--- Werkinstructies ---
Wijzig in alle records hieronder "pixel coordinates" in "image coordinates" en geef de regels verder ongewijzigd opnieuw. Laat de afbeeldingen alsjeblieft weg uit je antwoord.
::::
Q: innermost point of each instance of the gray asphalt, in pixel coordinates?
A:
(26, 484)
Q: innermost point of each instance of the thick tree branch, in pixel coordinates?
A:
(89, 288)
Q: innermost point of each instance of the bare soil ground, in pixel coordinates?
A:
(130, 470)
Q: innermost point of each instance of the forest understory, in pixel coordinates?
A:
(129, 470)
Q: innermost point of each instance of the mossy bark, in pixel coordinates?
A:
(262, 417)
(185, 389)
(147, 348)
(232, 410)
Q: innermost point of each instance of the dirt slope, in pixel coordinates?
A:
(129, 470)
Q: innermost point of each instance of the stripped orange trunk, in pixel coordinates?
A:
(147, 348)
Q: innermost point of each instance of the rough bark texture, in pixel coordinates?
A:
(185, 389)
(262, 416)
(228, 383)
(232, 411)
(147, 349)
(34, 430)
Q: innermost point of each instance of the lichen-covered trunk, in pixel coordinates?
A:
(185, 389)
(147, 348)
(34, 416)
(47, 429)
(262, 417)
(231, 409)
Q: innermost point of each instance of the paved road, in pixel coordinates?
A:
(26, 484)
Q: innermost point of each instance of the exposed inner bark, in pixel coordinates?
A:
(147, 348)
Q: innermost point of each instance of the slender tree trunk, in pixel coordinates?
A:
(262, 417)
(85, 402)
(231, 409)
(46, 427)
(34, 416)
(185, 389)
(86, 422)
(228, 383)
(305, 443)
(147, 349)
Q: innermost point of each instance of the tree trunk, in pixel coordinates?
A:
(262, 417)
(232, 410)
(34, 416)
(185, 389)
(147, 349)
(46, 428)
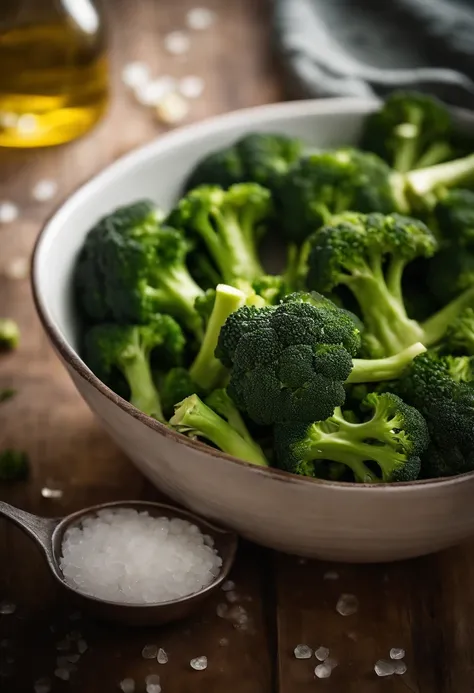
::::
--- Antwoord op taak ---
Q: innermost point of each instance of the gray asphalt, in image coordinates?
A:
(26, 484)
Q: innermost point of each instance of the thick tree branch, in image coordinates?
A:
(89, 288)
Q: innermost point of each instance of the bare soil ground, in image coordinates?
A:
(130, 470)
Q: innermost point of each instance of the forest understory, in image coordinates?
A:
(129, 470)
Q: innermost point of each instance of the mossy bark, in image coordinates?
A:
(262, 417)
(185, 389)
(147, 348)
(232, 410)
Q: innermost point of each instance of the dirt slope, in image coordinates?
A:
(129, 470)
Q: innermost point of each instance of the stripped orange trunk, in image coordinates?
A:
(147, 348)
Q: innermost point of each instance of the rough bark texture, in image coordinates?
A:
(185, 389)
(262, 416)
(228, 383)
(232, 411)
(147, 349)
(34, 430)
Q: innermost point of each instance of the lichen-covered trunk, in image coordinates?
A:
(185, 389)
(147, 348)
(34, 416)
(47, 429)
(262, 417)
(231, 409)
Q: innermost point of each instance of the paved road, in image coordinates?
A:
(26, 484)
Q: innermost point of each instance of the exposed inner bark, in image coordinates?
A:
(147, 348)
Q: innermost point of each instance of the slender tree trunk, in image coordinates?
A:
(262, 417)
(85, 402)
(231, 409)
(46, 427)
(34, 416)
(185, 389)
(86, 422)
(228, 383)
(305, 443)
(147, 349)
Q: innermost point of each instance of the tree trunk, in image coordinates?
A:
(262, 417)
(232, 410)
(34, 416)
(185, 389)
(147, 349)
(46, 428)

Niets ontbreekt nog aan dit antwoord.